◆ **Exercise task**
Gather every line in the records below that contains the string "camera", and copy each of those lines in full.
* begin *
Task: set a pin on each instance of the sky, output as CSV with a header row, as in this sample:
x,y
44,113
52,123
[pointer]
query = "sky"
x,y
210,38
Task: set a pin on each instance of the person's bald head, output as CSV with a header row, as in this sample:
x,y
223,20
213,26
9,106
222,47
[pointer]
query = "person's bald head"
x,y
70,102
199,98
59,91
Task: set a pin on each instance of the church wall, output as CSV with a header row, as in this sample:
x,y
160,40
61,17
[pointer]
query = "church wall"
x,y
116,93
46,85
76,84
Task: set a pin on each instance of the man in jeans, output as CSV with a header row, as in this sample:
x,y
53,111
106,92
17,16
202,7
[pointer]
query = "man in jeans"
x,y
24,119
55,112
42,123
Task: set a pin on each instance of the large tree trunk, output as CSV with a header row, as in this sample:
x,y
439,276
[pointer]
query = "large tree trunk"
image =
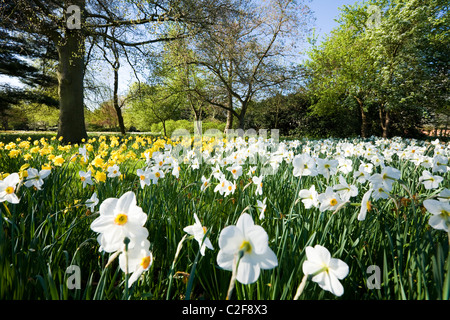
x,y
71,125
385,122
116,101
364,123
230,115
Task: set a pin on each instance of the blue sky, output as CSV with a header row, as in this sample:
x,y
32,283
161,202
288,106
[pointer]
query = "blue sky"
x,y
325,11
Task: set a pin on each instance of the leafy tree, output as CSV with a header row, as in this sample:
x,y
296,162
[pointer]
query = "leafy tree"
x,y
383,66
69,24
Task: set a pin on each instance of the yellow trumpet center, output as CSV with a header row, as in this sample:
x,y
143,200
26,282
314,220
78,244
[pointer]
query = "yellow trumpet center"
x,y
369,205
9,190
246,247
145,262
121,219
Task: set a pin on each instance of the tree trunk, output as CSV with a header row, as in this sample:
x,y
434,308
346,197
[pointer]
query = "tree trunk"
x,y
385,122
229,124
164,128
116,102
363,118
71,126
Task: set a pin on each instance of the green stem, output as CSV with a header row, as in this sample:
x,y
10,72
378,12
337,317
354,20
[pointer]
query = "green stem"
x,y
172,268
237,258
126,241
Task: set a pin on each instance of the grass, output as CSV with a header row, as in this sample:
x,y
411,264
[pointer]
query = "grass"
x,y
49,230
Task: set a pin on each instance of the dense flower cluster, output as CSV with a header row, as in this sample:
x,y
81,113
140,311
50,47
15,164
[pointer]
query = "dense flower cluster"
x,y
360,173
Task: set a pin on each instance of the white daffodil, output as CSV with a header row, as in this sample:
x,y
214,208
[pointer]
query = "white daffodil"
x,y
205,183
119,219
236,171
327,167
345,190
304,165
199,232
249,242
439,164
144,177
441,214
83,152
366,205
113,171
138,260
8,187
444,195
385,179
155,174
92,202
35,178
86,178
345,165
329,200
258,182
310,197
430,181
325,270
261,206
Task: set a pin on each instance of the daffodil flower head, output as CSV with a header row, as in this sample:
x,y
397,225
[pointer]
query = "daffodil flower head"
x,y
249,242
325,270
199,232
138,260
440,210
8,187
119,219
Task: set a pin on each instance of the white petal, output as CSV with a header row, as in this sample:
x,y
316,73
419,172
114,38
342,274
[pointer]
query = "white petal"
x,y
258,238
108,206
339,268
268,260
225,260
247,272
244,223
126,201
230,240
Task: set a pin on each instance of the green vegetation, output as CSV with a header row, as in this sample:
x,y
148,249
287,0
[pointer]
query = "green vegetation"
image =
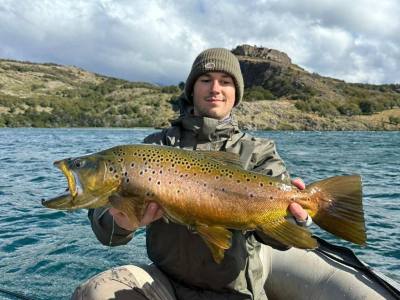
x,y
257,93
50,95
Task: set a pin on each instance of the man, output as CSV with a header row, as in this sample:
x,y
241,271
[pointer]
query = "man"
x,y
183,267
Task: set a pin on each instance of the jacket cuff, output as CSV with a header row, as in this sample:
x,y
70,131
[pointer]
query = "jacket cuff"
x,y
103,226
267,240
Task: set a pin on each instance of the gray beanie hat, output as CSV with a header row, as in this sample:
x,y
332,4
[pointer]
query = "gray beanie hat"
x,y
215,60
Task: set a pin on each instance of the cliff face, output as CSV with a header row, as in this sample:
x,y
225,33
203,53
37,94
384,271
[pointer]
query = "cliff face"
x,y
49,95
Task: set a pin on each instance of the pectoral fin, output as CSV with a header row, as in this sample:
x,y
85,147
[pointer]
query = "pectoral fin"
x,y
289,234
218,239
132,206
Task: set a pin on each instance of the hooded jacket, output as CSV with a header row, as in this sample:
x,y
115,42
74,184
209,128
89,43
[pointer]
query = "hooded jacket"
x,y
181,253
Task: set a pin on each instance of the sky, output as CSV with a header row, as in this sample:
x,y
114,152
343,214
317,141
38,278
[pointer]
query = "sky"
x,y
157,40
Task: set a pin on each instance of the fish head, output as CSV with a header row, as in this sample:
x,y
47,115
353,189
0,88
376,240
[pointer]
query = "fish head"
x,y
89,183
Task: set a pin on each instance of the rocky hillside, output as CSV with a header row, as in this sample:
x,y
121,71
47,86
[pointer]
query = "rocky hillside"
x,y
278,95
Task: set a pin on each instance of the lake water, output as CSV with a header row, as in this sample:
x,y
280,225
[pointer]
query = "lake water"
x,y
45,254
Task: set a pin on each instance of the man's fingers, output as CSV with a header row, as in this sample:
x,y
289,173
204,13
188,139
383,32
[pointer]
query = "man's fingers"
x,y
153,212
299,183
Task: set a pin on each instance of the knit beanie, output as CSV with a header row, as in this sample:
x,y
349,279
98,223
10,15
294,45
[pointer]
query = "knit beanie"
x,y
215,60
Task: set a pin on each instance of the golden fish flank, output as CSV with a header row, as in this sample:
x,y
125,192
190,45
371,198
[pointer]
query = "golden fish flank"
x,y
210,192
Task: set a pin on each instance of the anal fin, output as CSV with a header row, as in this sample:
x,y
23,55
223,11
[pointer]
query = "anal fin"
x,y
131,205
217,238
289,234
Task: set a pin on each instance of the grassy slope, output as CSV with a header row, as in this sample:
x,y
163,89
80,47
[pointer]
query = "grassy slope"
x,y
49,95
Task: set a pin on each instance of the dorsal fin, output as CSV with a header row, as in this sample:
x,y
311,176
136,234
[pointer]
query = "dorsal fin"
x,y
222,157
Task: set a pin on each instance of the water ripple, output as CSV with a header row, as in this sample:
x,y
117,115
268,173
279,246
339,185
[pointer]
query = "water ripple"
x,y
50,252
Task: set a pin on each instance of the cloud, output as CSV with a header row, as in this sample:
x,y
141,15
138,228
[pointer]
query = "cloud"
x,y
156,41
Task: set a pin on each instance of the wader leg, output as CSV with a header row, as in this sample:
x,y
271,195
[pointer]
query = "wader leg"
x,y
303,274
126,282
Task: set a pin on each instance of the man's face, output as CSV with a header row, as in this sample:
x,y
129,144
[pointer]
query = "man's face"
x,y
214,95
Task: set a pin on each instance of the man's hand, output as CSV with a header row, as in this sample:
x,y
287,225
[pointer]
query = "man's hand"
x,y
153,212
295,209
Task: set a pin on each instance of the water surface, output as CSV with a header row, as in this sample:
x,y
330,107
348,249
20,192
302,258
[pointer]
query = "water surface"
x,y
45,254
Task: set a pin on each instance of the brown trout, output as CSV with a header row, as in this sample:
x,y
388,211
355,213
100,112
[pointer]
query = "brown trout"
x,y
210,192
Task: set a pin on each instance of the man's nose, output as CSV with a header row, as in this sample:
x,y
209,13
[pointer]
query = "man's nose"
x,y
215,86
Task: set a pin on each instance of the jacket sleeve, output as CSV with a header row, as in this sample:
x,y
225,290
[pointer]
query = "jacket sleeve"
x,y
102,222
266,160
104,226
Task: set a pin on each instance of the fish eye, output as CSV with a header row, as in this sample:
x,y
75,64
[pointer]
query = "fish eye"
x,y
78,163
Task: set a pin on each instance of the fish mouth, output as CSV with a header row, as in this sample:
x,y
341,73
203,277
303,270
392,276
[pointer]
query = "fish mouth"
x,y
76,196
66,200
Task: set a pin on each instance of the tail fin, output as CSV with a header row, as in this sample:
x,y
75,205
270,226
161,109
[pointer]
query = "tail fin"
x,y
340,209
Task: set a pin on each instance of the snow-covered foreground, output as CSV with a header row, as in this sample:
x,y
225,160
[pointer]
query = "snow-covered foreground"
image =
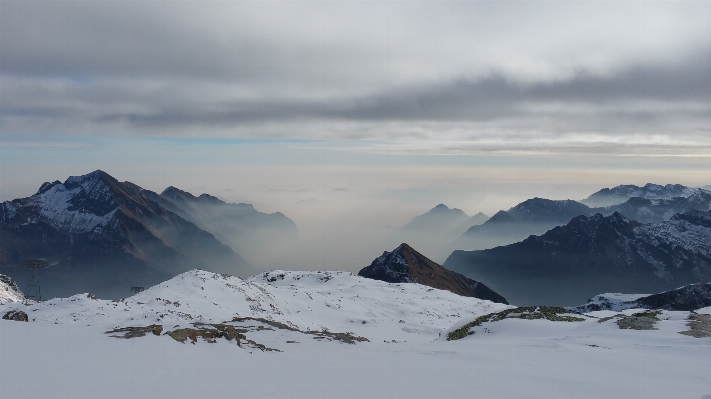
x,y
511,358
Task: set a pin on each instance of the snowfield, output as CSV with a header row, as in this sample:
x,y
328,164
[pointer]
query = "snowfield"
x,y
292,349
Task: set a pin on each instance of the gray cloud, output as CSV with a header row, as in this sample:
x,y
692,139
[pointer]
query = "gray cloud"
x,y
479,72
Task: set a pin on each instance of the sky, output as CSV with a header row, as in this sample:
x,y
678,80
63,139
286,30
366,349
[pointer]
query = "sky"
x,y
345,114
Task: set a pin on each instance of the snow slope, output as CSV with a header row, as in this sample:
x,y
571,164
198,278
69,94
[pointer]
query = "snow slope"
x,y
63,351
337,301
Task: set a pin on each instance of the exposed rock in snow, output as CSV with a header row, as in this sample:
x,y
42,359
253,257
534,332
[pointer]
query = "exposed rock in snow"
x,y
405,265
686,298
9,291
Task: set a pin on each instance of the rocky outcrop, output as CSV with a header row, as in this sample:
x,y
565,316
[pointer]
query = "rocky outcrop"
x,y
405,265
16,315
569,264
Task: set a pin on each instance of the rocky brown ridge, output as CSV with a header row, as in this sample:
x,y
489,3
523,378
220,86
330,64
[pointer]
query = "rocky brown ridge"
x,y
405,265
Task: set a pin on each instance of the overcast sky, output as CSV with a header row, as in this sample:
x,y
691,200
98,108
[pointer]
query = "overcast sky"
x,y
318,108
421,76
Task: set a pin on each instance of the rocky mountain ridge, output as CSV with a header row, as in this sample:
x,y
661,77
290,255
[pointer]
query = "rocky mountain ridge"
x,y
571,263
405,265
9,291
619,194
104,236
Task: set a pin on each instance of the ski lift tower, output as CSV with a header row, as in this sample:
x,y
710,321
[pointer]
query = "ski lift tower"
x,y
32,291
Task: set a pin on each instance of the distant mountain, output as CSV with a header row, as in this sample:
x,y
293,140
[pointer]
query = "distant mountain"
x,y
687,298
436,228
646,210
104,236
249,232
620,194
589,255
441,219
533,216
9,291
405,265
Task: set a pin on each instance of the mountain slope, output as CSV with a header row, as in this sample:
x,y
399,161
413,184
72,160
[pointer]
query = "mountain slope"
x,y
571,263
441,219
645,210
104,236
687,298
246,230
533,216
620,194
405,265
9,291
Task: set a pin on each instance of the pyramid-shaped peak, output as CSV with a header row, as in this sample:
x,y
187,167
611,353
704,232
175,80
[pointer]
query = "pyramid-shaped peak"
x,y
89,179
404,264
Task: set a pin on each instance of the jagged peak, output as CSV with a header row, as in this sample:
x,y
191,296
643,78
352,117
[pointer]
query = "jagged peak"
x,y
46,186
92,177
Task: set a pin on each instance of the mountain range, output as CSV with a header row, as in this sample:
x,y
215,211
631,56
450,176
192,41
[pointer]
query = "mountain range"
x,y
405,265
538,215
105,236
250,233
593,254
436,228
619,194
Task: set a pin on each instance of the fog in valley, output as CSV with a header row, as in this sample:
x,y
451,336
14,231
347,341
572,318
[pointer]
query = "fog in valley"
x,y
347,216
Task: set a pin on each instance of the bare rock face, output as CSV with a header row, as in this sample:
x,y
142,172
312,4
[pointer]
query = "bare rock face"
x,y
9,291
405,265
589,255
16,315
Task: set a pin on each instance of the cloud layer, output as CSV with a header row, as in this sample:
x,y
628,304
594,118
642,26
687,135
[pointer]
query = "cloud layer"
x,y
451,77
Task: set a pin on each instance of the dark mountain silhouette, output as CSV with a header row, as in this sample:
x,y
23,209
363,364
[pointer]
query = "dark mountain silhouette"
x,y
104,236
590,255
248,231
620,194
645,210
405,265
533,216
436,228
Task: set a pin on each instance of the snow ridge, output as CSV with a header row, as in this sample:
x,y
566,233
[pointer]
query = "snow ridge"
x,y
62,206
336,301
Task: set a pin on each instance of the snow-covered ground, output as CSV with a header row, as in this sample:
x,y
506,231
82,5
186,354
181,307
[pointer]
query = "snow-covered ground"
x,y
64,352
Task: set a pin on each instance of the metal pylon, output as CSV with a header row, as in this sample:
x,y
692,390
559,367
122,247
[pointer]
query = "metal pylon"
x,y
32,290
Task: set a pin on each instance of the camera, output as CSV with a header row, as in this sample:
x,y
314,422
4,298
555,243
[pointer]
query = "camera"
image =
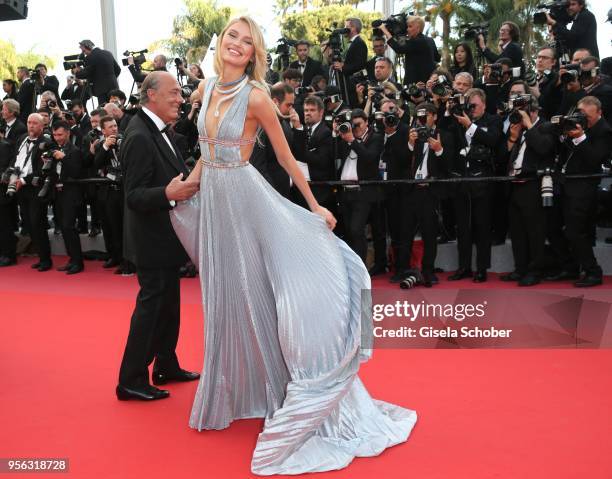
x,y
139,57
472,30
557,10
396,24
10,177
569,122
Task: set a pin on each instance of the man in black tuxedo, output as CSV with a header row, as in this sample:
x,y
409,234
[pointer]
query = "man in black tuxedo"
x,y
359,151
68,197
26,96
153,173
28,160
419,60
479,137
584,151
308,67
583,33
100,69
530,146
355,59
314,150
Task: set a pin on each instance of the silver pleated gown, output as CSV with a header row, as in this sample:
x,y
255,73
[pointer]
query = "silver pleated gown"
x,y
282,303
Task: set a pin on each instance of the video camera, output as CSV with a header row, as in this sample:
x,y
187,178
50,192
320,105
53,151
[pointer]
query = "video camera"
x,y
139,57
472,30
557,10
71,61
396,24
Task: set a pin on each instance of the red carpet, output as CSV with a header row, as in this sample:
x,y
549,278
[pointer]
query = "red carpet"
x,y
482,413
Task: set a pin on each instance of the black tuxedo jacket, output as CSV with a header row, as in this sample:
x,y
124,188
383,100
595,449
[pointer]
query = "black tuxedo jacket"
x,y
583,33
102,70
25,97
318,153
419,61
312,69
149,165
513,51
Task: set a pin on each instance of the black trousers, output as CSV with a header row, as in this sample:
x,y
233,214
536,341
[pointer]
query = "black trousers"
x,y
36,211
154,327
68,203
473,212
527,227
578,216
112,222
421,212
356,205
8,240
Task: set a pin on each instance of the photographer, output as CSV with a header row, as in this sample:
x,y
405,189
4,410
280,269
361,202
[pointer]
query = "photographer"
x,y
314,148
68,163
419,61
481,135
379,45
100,69
28,163
355,58
530,147
159,64
508,45
26,96
308,67
583,33
111,196
431,154
585,148
359,151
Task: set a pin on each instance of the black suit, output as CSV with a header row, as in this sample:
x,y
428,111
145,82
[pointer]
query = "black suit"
x,y
357,202
150,243
26,98
102,70
583,33
512,51
580,195
312,69
419,62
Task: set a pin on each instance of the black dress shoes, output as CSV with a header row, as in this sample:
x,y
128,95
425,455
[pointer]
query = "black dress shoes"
x,y
179,376
74,269
480,276
514,276
588,281
141,393
461,273
5,261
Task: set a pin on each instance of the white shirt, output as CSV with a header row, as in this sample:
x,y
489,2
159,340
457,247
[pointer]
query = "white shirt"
x,y
159,123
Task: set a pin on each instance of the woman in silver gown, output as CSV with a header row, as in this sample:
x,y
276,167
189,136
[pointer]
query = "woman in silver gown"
x,y
281,293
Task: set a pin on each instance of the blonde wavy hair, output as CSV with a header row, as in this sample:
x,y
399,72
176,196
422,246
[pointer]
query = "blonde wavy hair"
x,y
256,69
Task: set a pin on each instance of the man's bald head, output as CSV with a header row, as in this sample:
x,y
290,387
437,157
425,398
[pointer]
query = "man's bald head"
x,y
161,93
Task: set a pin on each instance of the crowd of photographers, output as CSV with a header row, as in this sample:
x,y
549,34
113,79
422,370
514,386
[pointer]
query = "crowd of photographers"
x,y
410,146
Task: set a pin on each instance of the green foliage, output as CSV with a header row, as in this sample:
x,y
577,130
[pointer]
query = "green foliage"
x,y
312,25
192,31
10,60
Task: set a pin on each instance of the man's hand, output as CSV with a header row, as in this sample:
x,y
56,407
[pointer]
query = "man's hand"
x,y
294,119
435,144
463,120
412,137
179,190
110,142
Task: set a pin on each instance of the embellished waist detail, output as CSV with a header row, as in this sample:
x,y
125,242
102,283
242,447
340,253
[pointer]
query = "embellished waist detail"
x,y
223,164
217,141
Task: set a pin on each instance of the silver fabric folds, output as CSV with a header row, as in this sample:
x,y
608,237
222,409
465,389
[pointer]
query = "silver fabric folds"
x,y
282,305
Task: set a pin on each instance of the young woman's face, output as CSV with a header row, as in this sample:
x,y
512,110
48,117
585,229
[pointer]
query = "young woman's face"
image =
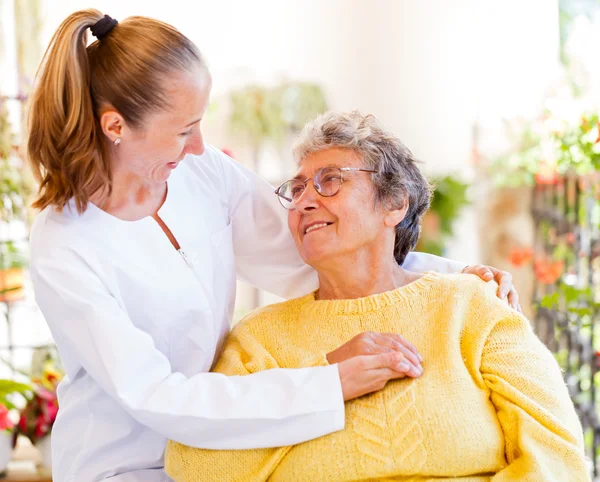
* end *
◆ **Result**
Task: set a pin on each instance of the camera, output as CSV with a header row, as in this sample:
query = "camera"
Task: set a pin on each instance of the video camera, output as CSV with a header row, as in this sample:
query = "video camera"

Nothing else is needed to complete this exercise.